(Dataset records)
_ _ _

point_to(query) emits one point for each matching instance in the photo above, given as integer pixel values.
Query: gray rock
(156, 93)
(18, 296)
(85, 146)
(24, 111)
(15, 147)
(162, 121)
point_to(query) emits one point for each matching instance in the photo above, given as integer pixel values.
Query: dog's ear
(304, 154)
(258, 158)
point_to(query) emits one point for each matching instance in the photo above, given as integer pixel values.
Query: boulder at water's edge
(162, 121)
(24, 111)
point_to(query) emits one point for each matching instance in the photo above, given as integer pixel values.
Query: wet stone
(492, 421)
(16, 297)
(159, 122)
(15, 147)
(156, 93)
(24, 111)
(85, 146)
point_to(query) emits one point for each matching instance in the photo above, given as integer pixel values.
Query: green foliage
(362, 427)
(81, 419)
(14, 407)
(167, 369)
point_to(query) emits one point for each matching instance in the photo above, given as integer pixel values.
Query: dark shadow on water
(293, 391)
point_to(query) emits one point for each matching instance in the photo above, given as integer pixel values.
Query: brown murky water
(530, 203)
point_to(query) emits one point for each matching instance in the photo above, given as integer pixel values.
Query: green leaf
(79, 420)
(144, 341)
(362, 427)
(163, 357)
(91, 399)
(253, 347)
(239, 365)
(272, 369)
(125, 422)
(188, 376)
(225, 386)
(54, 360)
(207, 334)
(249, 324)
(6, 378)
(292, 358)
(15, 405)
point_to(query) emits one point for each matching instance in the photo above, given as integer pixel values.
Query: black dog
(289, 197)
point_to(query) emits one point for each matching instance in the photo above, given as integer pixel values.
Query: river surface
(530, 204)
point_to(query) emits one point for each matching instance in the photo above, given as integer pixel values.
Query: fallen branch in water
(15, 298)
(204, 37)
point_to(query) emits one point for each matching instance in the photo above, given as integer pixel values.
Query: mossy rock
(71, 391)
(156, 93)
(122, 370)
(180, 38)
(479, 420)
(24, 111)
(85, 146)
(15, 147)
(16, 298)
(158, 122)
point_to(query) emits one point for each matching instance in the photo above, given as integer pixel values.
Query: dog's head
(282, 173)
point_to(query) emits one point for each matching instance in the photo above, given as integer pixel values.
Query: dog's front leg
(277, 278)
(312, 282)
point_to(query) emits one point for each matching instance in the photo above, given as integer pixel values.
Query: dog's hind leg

_ _ _

TASK INSTRUCTIONS:
Give back every line above, unchanged.

PROBLEM SOLUTION:
point_to(query) emits one point for each matching instance in the photo above, given as integer pixel values.
Query: gray rock
(156, 93)
(18, 296)
(85, 146)
(24, 111)
(15, 147)
(162, 121)
point_to(query) emits one point for each matching instance in the photo above, given as integer pixel values.
Query: dog's ear
(304, 154)
(258, 158)
point_to(query) emits one point for each matching instance in the photo above, given as integer pixel values.
Query: boulder at water's edge
(162, 121)
(24, 111)
point_to(query) emits one point for each matching instance in the photo above, given as integer pixel values.
Query: wet stone
(492, 421)
(16, 297)
(159, 122)
(15, 147)
(156, 93)
(24, 111)
(85, 146)
point_to(query) emits one point for each matching instance in the photo above, given as integer pixel values.
Query: green foliage
(362, 427)
(81, 419)
(14, 407)
(167, 369)
point_to(query) emits one point for each matching instance in the photo above, given as integer pixel values.
Query: dark shadow on water
(293, 391)
point_to(query) emits one point for each matching instance in the photo above, given as integer pixel values.
Query: brown murky water
(530, 203)
point_to(query) emits one point for each matching instance in the photo above, given as integer pixel values.
Query: green leaf
(79, 420)
(144, 341)
(362, 427)
(163, 357)
(91, 399)
(253, 347)
(239, 365)
(272, 369)
(125, 422)
(188, 376)
(225, 386)
(54, 360)
(207, 334)
(249, 324)
(6, 378)
(292, 358)
(15, 405)
point_to(query) emits one point for each matching instance in the photo above, given as integer pixel values.
Query: black dog
(289, 197)
point_to(query) emits one point for each matching instance in the photo above, given as integer pixel values.
Query: river surface
(530, 204)
point_to(query) emits one point for each matching instance in the photo above, given as integer pixel values.
Query: fallen branch in water
(15, 298)
(204, 37)
point_to(query) emits one point for each matching instance in the photo above, given as integer pixel values.
Query: mossy rock
(71, 391)
(156, 93)
(122, 370)
(180, 38)
(479, 420)
(24, 111)
(85, 146)
(15, 147)
(16, 298)
(158, 122)
point_to(query) emits one point for each matching instance in the photo above, given as integer pixel values.
Query: dog's head
(282, 173)
point_to(query) emits one point for each matching instance in the photo above, given as integer pixel values.
Query: dog's front leg
(277, 278)
(312, 282)
point_to(query) emits one point for each matching instance in the photo above, given as integer pixel values.
Query: dog's hind leg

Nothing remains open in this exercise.